===== Exercise inputs =====

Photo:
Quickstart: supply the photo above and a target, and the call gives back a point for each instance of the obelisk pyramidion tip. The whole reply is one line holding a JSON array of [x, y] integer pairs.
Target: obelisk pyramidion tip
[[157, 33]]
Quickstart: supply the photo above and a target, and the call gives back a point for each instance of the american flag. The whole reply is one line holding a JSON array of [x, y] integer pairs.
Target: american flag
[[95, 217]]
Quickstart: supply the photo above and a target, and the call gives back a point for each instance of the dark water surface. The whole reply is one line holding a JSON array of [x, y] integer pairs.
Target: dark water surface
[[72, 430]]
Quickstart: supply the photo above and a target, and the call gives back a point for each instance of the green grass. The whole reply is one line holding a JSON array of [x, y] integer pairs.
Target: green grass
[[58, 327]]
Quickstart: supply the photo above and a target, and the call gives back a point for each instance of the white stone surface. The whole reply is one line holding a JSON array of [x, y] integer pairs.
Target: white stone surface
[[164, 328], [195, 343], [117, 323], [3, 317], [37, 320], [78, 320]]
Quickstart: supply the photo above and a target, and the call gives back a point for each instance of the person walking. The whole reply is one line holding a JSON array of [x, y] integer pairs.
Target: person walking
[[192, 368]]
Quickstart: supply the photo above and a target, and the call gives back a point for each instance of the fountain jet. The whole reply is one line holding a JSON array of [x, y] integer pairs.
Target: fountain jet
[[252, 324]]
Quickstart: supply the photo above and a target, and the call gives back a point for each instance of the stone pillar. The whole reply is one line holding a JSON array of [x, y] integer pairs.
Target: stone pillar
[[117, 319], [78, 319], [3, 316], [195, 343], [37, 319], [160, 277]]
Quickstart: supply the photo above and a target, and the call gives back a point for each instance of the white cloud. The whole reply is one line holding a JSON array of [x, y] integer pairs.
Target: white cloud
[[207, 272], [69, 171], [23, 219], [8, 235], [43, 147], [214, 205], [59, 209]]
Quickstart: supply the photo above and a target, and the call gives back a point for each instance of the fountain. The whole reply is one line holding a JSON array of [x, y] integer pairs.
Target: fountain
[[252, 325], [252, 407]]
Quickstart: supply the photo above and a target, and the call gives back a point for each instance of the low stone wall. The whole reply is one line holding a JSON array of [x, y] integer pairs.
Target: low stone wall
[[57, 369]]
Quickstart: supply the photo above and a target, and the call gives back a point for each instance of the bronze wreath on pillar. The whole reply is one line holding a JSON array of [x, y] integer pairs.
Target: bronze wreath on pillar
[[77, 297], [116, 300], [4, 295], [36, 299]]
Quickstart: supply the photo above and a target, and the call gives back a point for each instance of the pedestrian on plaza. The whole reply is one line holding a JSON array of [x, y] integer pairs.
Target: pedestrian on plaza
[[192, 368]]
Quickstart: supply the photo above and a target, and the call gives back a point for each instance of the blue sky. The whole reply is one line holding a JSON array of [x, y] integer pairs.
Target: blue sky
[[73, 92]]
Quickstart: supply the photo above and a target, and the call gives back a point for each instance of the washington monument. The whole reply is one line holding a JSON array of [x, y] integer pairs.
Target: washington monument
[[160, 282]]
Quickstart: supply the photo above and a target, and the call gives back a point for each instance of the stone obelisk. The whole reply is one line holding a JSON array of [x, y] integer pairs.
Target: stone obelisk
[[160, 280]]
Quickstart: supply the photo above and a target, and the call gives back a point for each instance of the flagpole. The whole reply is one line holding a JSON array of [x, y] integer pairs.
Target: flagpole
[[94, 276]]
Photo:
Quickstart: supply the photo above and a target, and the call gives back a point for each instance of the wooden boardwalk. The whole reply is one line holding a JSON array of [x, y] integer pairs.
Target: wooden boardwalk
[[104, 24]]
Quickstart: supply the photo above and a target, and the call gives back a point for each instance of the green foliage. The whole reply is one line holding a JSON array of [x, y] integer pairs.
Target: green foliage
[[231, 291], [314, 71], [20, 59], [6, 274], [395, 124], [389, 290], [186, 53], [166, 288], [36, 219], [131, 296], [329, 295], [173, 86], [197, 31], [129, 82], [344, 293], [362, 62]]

=====

- Instructions to follow -
Each record is to be retyped exactly as written.

- Completed exercise -
Photo:
Quickstart: supply the photo above and a target, and the call gives back a point for each instance of the obelisk pyramidion tip. The whole reply is one line holding a JSON array of [x, y] integer pairs.
Target: obelisk pyramidion tip
[[157, 33]]
Quickstart: supply the photo above and a target, and the call gives back a point for each instance of the american flag. The whole reply is one line holding a JSON array of [x, y] integer pairs.
Target: american flag
[[95, 217]]
Quickstart: supply the photo above and a target, and the call gives back a point for each instance of the dark water surface. The whole reply is one line holding a JSON array of [x, y] integer pairs.
Target: dark water surface
[[72, 430]]
Quickstart: supply the photo above and a target, and the call gives back a point for each instance of the green grass. The whole reply is one line holding a JSON array of [x, y] integer pairs.
Target: green grass
[[58, 327]]
Quickstart: supply the photo above and a target, and the call gives back a point for each instance of the white stone surface. The whole reply is one line holding a JSON array of [x, y] integer pairs.
Target: white stone surface
[[164, 328], [195, 343], [117, 323], [3, 317], [37, 320], [78, 320]]
Quickstart: supply the photo above and a target, and the call gives back a point for each instance of the person walking. The whole reply is one line holding a JSON array of [x, y] integer pairs.
Target: person walking
[[192, 368]]
Quickstart: supply the photo above and a target, and the call gives back a point for each instance of the fountain jet. The whole reply is one line holding a JSON array of [x, y] integer pairs.
Target: fountain jet
[[252, 324]]
Quickstart: supply the photo above and a target, and the call gives back a point for each instance of the stone pillar. The whole reply is one line holding a JSON array of [x, y] integer pairs.
Target: stone pillar
[[117, 319], [78, 319], [3, 316], [195, 343], [37, 319], [160, 277]]
Quickstart: supply the photo above and a target, and the call gives back a point for each instance of the white cloud. The whole reply is one line holding a JSON array of [x, y] integer pairs.
Target: white cloud
[[207, 272], [69, 171], [23, 219], [8, 235], [43, 147], [214, 205], [59, 209]]
Quickstart: supply the photo above and a target, and the call gives back a point for each instance of the fountain. The whole reply is one line holding a JSON array of [x, y] integer pairs.
Target: fountain
[[252, 325], [252, 407]]
Quickstart: supply the photo above and a target, and the call gives back a point for each instance of the low stone wall. The whole reply is one line holding a JSON array of [x, y] integer pairs.
Target: low stone wall
[[57, 369]]
Quickstart: supply the photo above and a target, and the call gives back a point for each instance of the bronze wreath on pillar. The whole reply is one line holding a JSON array of [x, y] integer pairs.
Target: bronze wreath on pillar
[[77, 297], [116, 300], [4, 295], [36, 299]]
Quickstart: supply the photo above and a target, and the call gives back a point for each instance of the pedestrian on plaza. The whole reply is one line holding a JSON array of [x, y] integer pairs.
Target: pedestrian on plaza
[[192, 368]]
Quickstart: supply the photo above and a target, and the call gives back a point for each instance of the blue sky. The whole reply is one line holding a JSON array of [x, y] integer pairs.
Target: blue sky
[[73, 92]]
Quickstart: supply the photo above and a target, and the call gives back a point for each instance of the washington monument. The whole reply is one line holding a JSON array of [x, y] integer pairs.
Target: washington monument
[[160, 282]]
Quickstart: supply the photo above and a target, and the call gives back a point for each instance of the stone obelisk. The whole reply is one line holding a JSON array of [x, y] integer pairs.
Target: stone obelisk
[[160, 280]]
Quickstart: supply the photo above and a target, and the call gives back a point for each instance of the flagpole. The whole reply is one line holding a JSON array of [x, y] integer pairs.
Target: flagpole
[[94, 276]]
Photo:
Quickstart: supply the photo above and a target, and the call gives back a point for each instance of the wooden boardwalk. The whole reply is one line holding a JSON array of [x, y] integer pairs.
Target: wooden boardwalk
[[104, 24]]
Quickstart: supply the photo above and a target, and the call gives back a point for each instance of the green foliage. The whole reply is one line holding a JSON array of [x, y] integer pairs.
Target: green foliage
[[231, 291], [314, 71], [20, 59], [6, 274], [395, 124], [389, 290], [186, 53], [166, 288], [36, 219], [131, 296], [329, 295], [173, 86], [197, 31], [129, 82], [344, 293], [362, 62]]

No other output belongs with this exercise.